-- start of EXERCISE MATERIAL --

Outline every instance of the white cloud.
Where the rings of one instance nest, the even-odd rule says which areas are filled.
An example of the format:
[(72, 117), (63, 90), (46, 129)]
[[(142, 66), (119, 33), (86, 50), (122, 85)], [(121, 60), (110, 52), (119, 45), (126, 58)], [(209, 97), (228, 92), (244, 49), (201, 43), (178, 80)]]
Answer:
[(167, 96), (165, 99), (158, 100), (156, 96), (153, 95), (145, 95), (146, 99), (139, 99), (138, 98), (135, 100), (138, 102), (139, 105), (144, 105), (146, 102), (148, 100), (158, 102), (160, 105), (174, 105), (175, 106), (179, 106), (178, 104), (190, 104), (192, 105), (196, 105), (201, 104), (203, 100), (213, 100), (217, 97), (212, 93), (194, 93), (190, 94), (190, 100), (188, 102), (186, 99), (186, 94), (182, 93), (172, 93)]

-- end of EXERCISE MATERIAL --
-- start of EXERCISE MATERIAL --

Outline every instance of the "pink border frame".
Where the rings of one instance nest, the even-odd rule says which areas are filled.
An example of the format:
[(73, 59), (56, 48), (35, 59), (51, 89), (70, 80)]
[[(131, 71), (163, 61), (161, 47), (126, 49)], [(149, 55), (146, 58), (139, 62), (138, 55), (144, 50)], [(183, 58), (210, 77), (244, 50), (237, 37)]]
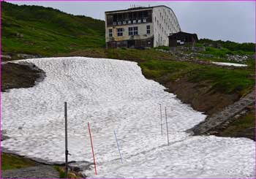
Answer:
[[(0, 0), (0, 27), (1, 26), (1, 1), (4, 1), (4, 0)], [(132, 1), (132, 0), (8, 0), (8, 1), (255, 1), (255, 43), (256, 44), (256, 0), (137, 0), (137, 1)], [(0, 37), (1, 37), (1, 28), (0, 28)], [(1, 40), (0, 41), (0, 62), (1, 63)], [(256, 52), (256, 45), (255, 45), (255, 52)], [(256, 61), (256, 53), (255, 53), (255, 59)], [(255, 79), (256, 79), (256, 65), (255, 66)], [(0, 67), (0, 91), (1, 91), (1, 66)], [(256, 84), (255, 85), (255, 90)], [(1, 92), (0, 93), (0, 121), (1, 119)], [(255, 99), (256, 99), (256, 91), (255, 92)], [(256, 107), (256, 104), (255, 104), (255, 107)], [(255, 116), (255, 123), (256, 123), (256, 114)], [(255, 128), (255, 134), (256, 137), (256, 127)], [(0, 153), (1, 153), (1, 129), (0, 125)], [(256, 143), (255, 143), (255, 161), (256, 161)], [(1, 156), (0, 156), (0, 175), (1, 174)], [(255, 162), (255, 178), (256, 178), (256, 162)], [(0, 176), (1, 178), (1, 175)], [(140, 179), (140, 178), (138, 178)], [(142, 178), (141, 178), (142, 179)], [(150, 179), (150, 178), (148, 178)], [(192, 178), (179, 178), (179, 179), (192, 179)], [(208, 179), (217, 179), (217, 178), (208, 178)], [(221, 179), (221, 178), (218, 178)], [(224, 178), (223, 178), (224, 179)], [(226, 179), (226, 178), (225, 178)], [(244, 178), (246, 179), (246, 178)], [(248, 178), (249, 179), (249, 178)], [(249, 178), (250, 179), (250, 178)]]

-- end of EXERCISE MATERIAL --

**EXERCISE INSTRUCTIONS**
Return the lines exactly as they appear, starting at the line containing "Outline every instance of the white cloud." and ending after the line containing "93), (172, 93)]".

**SOLUTION TO THE PROBLEM**
Outline every instance of the white cloud.
Where the rings of one instance nest, the even-odd rule says which areas are filled.
An example of the format:
[(72, 117), (63, 90), (46, 129)]
[[(142, 66), (119, 33), (86, 50), (122, 85)], [(121, 60), (110, 52), (119, 45), (126, 58)], [(209, 97), (228, 92), (244, 49), (201, 43), (178, 80)]]
Answer:
[(167, 96), (165, 99), (158, 100), (156, 96), (153, 95), (145, 95), (146, 99), (139, 99), (138, 98), (135, 100), (138, 102), (139, 105), (144, 105), (146, 102), (148, 100), (158, 102), (160, 105), (174, 105), (175, 106), (179, 106), (178, 104), (190, 104), (192, 105), (196, 105), (201, 104), (203, 100), (213, 100), (217, 97), (212, 93), (194, 93), (190, 94), (190, 100), (188, 102), (186, 99), (186, 94), (182, 93), (172, 93)]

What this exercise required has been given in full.